Direction A: Copy out the passage on independent increments of stochastic processes, beginning at the words "What I have" and stopping after "sigma algebras etc.".
Direction B: Extend the passage on independent increments of stochastic processes with a few sentences that pick up after its last sentence.

>> BEGIN Quoted passage

What I have tried is this:

Assume we have a probability space $(\Omega, \mathcal{F},P)$, and two stochastic processes $X_t$, $Y_t$. Let $\sigma(X_{t^*})=\{X_{t^*}^{-1}(B)\}$, the sigma-algebra generated by the variable. And let $\sigma(X_{t_1},X_{t_2})=\sigma(\sigma(X_{t_1}),\sigma(X_{t_2}))$ the sigma algebra generated by the two sigma algebras etc.

Let us assume that $s _1\le s_2 \le t_1 \le t_2$. What I need to show is that : $\sigma(X_{t_2}+Y_{t_2}-X_{t_1}-Y_{t_1})$ is independent of $\sigma(X_{s_2}+Y_{s_2}-X_{s_1}-Y_{s_1})$. What I know already is that $\sigma(X_{t_2}-X_{t_1})$ is independent of $\sigma(X_{s_2}-X_{s_1})$ and $\sigma(Y_{t_2}-Y_{t_1})$ is indepent of $\sigma(Y_{s_2}-Y_{s_1})$. And lastly since the two processes are independent i know that $\sigma(X_{t_2},X_{t_1},X_{s_2},X_{s_1})$ is independent of $\sigma(Y_{t_2},Y_{t_1},Y_{s_2},Y_{s_1})$.

>> END Quoted passage
>> BEGIN Dataset content

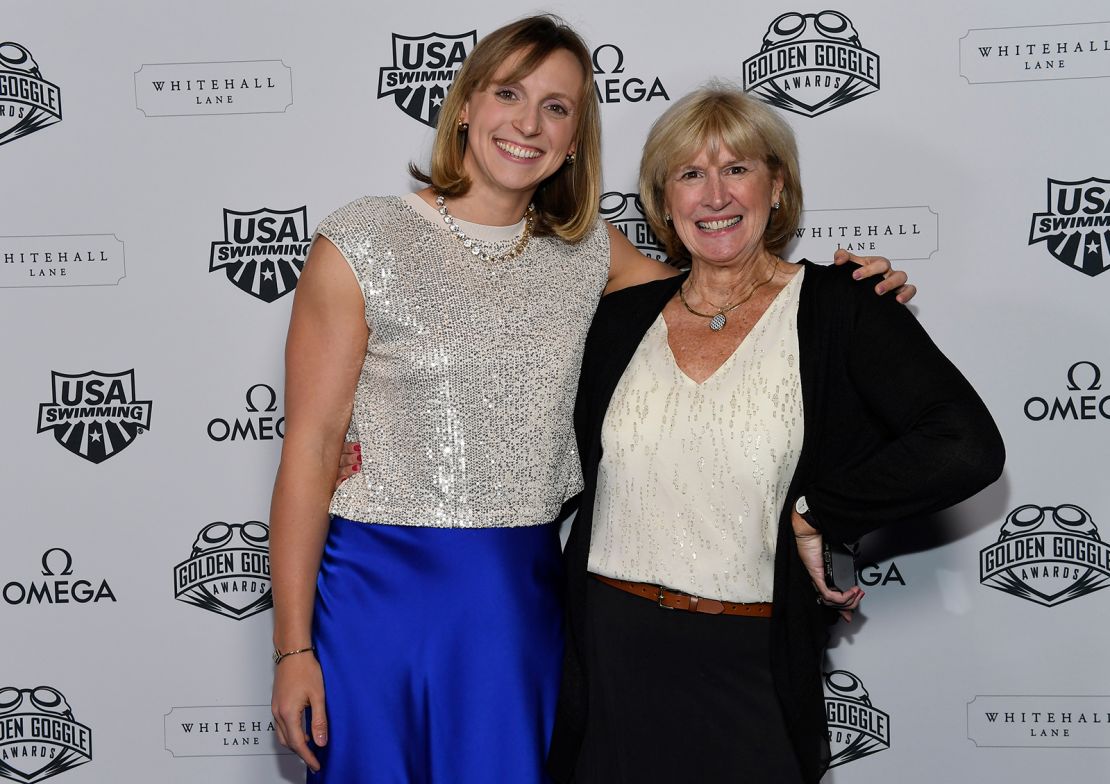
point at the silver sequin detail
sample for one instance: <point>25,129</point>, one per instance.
<point>693,476</point>
<point>465,399</point>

>> END Dataset content

Expected output A:
What I have tried is this:

Assume we have a probability space $(\Omega, \mathcal{F},P)$, and two stochastic processes $X_t$, $Y_t$. Let $\sigma(X_{t^*})=\{X_{t^*}^{-1}(B)\}$, the sigma-algebra generated by the variable. And let $\sigma(X_{t_1},X_{t_2})=\sigma(\sigma(X_{t_1}),\sigma(X_{t_2}))$ the sigma algebra generated by the two sigma algebras etc.

Expected output B:
What I need to end up with is that:

$P(X_{t_2}+Y_{t_2}-X_{t_1}-Y_{t_1}\in A, X_{s_2}+Y_{s_2}-X_{s_1}-Y_{s_1} \in B)=P(X_{t_2}+Y_{t_2}-X_{t_1}-Y_{t_1}\in A)\cdot P(X_{s_2}+Y_{s_2}-X_{s_1}-Y_{s_1} \in B)$.

But I do get stuck here. My only idea is to work with some kind of reduction, where I look at the variables $X_{t_2}-X_{t_1}=Z_1,Y_{t_2}-Y_{t_1}=Z_2,X_{s_2}-X_{s_1}=Z_3,Y_{s_2}-Y_{s_1}=Z_4$. The the LHS of what is above is $P(Z_1+Z_2 \in A, Z_3+Z_4 \in B)$. Uintil this point I haven't really gotten anywhere it seems I just have rewritten the problem, maybe the next step is showing that $Z_1, Z_2$, but I am not sure how that follows either(if variables are independent, are their differences also independent.?).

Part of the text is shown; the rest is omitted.